━━ Source extract

/FDRA

DRA+RISC-V Exploration Framework

Primary LanguageC++BSD 3-Clause "New" or "Revised" LicenseBSD-3-Clause

FDRA Framework

Framework for a hybrid system with a RISC-V core and a Dynamically Reconfigurable Accelerator, including:

  1. CGRA-MG: DRA+RISC-V SoC modeling

  2. App-Compiler: LLVM-based DFG generator

  3. CGRA-Compiler: CGRA mapper and task scheduler.

  4. Benchmarks: C programs with target loop kernel annotated

Build and run flow of FDRA in Chipyard

Dependencies

Chipyard 1.5.0

  1. Install dependence tools
    sudo apt-get install -y build-essential bison flex software-properties-common curl
    sudo apt-get install -y libgmp-dev libmpfr-dev libmpc-dev zlib1g-dev vim default-jdk default-jre
    sudo apt-get install -y texinfo gengetopt
    sudo apt-get install -y libexpat1-dev libusb-dev libncurses5-dev cmake
    sudo apt-get install -y python3.8 patch diffstat texi2html texinfo subversion chrpath wget
    sudo apt-get install -y libgtk-3-dev gettext
    sudo apt-get install -y python3-pip python3.8-dev rsync libguestfs-tools expat ctags
    sudo apt-get install -y device-tree-compiler
  1. Clone repo and build
    git clone https://github.com/ucb-bar/chipyard.git
    cd chipyard
    git checkout 117624d8eea27bafd613eec09e9b9b3e31239e08
    ./scripts/init-submodules-no-riscv-tools.sh
    ./scripts/build-toolchains.sh esp-tools --ignore-qemu

For other details about installing chipyard, please refer to chipyard official documentation: https://chipyard.readthedocs.io/en/1.5.0/Chipyard-Basics/Initial-Repo-Setup.html

LLVM-10.0.0 with Polly included

  1. Download llvm source codes from https://github.com/llvm/llvm-project/archive/refs/tags/llvmorg-10.0.0.tar.gz

    Extract and change directory name

    tar xvf llvmorg-10.0.0.tar.gz
    mv llvmorg-10.0.0 llvm-project-10.0.0
  1. Build llvm
    mkdir llvm-10.0.0-built
    cd llvm-project-10.0.0
    mkdir build
    cd build
    cmake -DLLVM_ENABLE_PROJECTS='polly;clang' -G "Unix Makefiles" ../llvm
    # multi-thread consumes lots of memory, e.g. -j4 : 30G+
    make -j4
    # DESTDIR set install directory
    make install DESTDIR=/xxx/llvm/llvm-10.0.0-built
  1. Set llvm env
    # add following env to .bashrc and then source ~/.bashrc.
    # or directly export the env
    export LLVM_HOME=/xxx/llvm/llvm-10.0.0-built/usr/local/bin
    export PATH=$LLVM_HOME:$PATH
    # or set the LLVM path in the CMakeLists.txt
    set(LLVM_INCLUDE_DIRS "/xxx/llvm-10.0.0-built/usr/local/include")
    set(LLVM_LIBRARY_DIRS "/xxx/llvm-10.0.0-built/usr/local/lib")

━━━━

**Things to do**:
A. In the FDRA page, which version of Chipyard is listed as a dependency?
B. Please sum up the FDRA page in two sentences.
C. Carry on the FDRA page from its last line.

━━ Collected data

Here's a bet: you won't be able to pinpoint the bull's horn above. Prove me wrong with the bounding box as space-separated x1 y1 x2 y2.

━━━━

**Responses in order**:
A. Chipyard 1.5.0.

B. The FDRA page describes a framework for a hybrid system that pairs a RISC-V core with a Dynamically Reconfigurable Accelerator, made up of SoC modeling (CGRA-MG), an LLVM-based DFG generator, a CGRA mapper and task scheduler, and C benchmarks with annotated loop kernels. It then gives the steps for building the dependencies, Chipyard 1.5.0 and LLVM 10.0.0 with Polly, from installing tools and cloning and building through setting the LLVM environment.

C.
CGRA-MG

Setup

  1. Copy this repo to the chipyard/generators/ directory

  2. Add the following configuration in the chipyard/build.sbt file

    lazy val chipyard = (project in file("generators/chipyard"))
      .dependsOn(
        ...
        fdra
    )

    lazy val fdra = (project in file("generators/fdra/cgra-mg"))
      .dependsOn(testchipip, rocketchip)
      .settings(libraryDependencies ++= rocketLibDeps.value)
      .settings(chiselTestSettings)
      .settings(commonSettings)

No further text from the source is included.